[Set problem A]:
Reproduce the part of the passage on village apprenticeship that begins at the words "We may, perhaps, therefore" and stops after "Break-up of Apprenticeship.".
[Set problem B]:
Carry on the passage about the decline of apprenticeship, starting right after its final sentence.

On the other hand, while it is true that in industrial progress the villages lag behind the towns, they still follow them, though at an interval. Machine-made goods, especially in the woodwork trades, are in villages replacing the hand-made goods, and the demand for manual dexterity is to this extent decreasing. It would also seem to be true that the old indentured apprenticeship is falling into disuse. In the Wiltshire village of Corsley, for example, while apprenticeship occupied a prominent position in the past, in the story of to-day it passes almost without mention. In Miss Davies’s[165] study of the occupations of the inhabitants of that village, only one apprentice is mentioned. It is also a fact that those who are concerned with the administration of local charities[Pg 165] for apprenticeship are finding increasing difficulty in discovering masters who are willing to take boys as indentured apprentices, even for a premium, and boys who are desirous of being indentured.

We may, perhaps, therefore assume that, while the conditions of boy labour are more favourable in rural districts than they are in towns, the old machinery of training is falling into disuse, and no adequate substitute is taking its place.

 

V.

The Break-up of Apprenticeship.

[Information provided]:
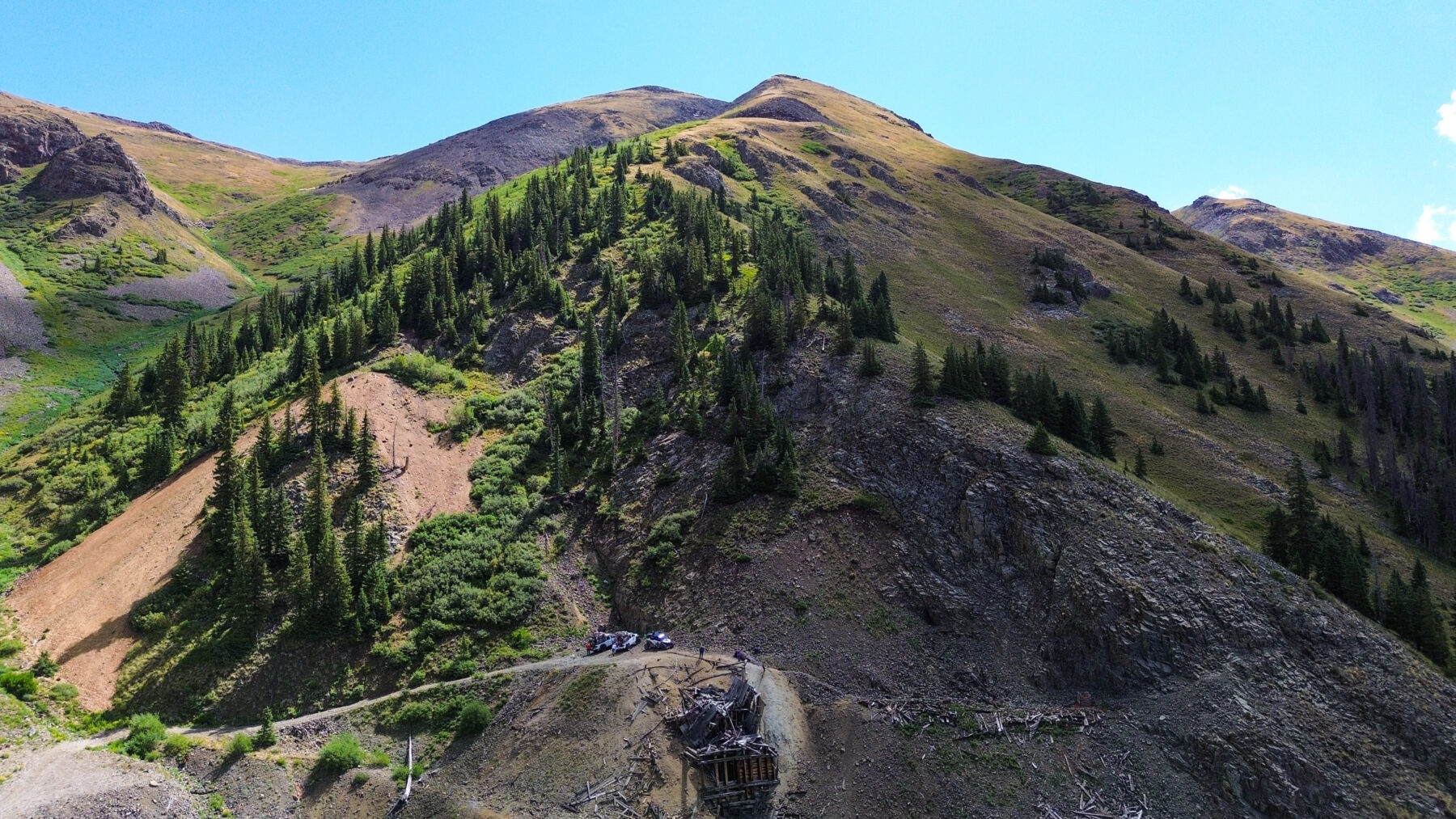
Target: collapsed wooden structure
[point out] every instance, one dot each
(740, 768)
...
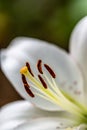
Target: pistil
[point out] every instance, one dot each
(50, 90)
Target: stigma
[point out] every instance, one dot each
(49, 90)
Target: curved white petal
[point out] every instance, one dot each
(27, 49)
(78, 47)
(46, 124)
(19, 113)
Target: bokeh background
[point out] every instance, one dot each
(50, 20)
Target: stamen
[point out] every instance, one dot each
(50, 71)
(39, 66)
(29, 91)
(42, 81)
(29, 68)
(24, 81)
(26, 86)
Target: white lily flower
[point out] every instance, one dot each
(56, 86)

[Reply A]:
We may, perhaps, therefore assume that, while the conditions of boy labour are more favourable in rural districts than they are in towns, the old machinery of training is falling into disuse, and no adequate substitute is taking its place.

 

V.

The Break-up of Apprenticeship.

[Reply B]:
The survey of the elements that make up the apprenticeship of to-day is now complete. Each of the factors which contribute to the result—the State, Philanthropy, the Home, the Workshop—has been examined, and their influence appraised. It is therefore possible to pass judgment on the system, and, by realizing the present situation in all its relations, to understand clearly the nature and the extent of the problems which call for solution in the immediate future.

The period of apprenticeship has been shown to divide itself naturally into two parts. There are the years during which the boy is at school, ending somewhere about the age of fourteen. For the right use of these years we have seen that the State is beginning to accept full responsibility. Whether we have been concerned with the conduct, the physical welfare, or the training of the child,[Pg 166] we have found collective enterprise assuming new duties, and carrying them out with a growing enthusiasm. Nor can we have remained blind to the large measure of success achieved. If defects here and there mar the result, they are clearly the defects that belong to all experiments in the early stages, and are obviously not the ineradicable faults of a worn-out system. In short, so far as regards the earlier years of the apprenticeship of to-day, there is no cause for despondency. Progress is the distinguishing characteristic of this first period; the boy is the centre of influences increasing in number, and deliberately planned to promote his well-being. One disquieting phenomenon that calls for attention is the large mass of school-children working long hours. Health is undermined, the effect of education impaired; while the occupations, essentially of the “blind-alley” type, encourage an unfortunate taste for this form of employment. Further, the various local authorities, especially in rural districts, have been very lax in using the powers conferred by the Employment of Children Act.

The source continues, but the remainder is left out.